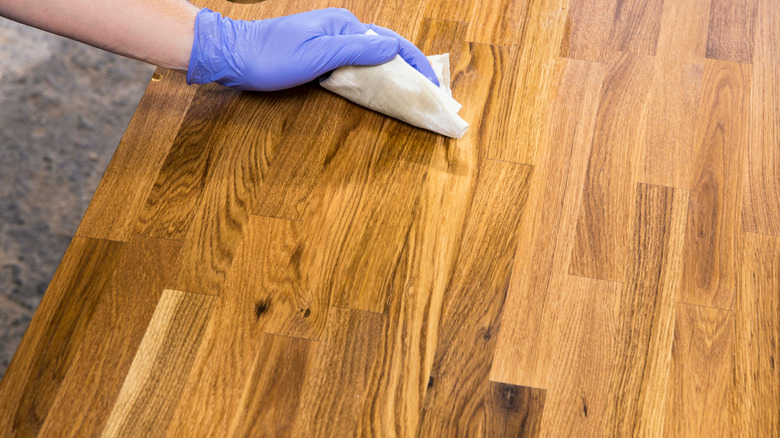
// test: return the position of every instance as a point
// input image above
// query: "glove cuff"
(207, 63)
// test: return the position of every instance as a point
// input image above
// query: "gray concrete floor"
(63, 109)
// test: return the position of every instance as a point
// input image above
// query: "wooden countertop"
(599, 255)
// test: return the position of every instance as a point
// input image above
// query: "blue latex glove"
(284, 52)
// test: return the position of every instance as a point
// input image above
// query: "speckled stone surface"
(63, 109)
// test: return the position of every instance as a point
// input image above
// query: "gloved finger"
(338, 21)
(409, 52)
(340, 50)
========================
* [Stated goal]:
Rewrite all the material above as a CSV with two columns headed instruction and location. Give one row for each passage starting with "// test", with that passage in one quoted field and the coordinates after it in the other, turning line breaks into spaces and leaving out the picture.

* [Answer below]:
instruction,location
"// test: return the position of every instance as a point // input image above // query: ""glove cuff""","(207, 63)"
"// test: return the position of every instance as a point // input image above // query: ""gray concrete floor""","(63, 109)"
"// test: return the position of every instance as a point // input image above // query: ""wooden countertop""","(599, 255)"
"// test: return the position of every instance as a point // input image above // query: ""blue latex glove""","(284, 52)"
"// test: return the position of every instance as a point // input image above // query: ""speckled stone surface""","(63, 109)"
"// test: return the position of every instance as a point // input image above // query: ""gloved finger""","(338, 21) (409, 52) (340, 50)"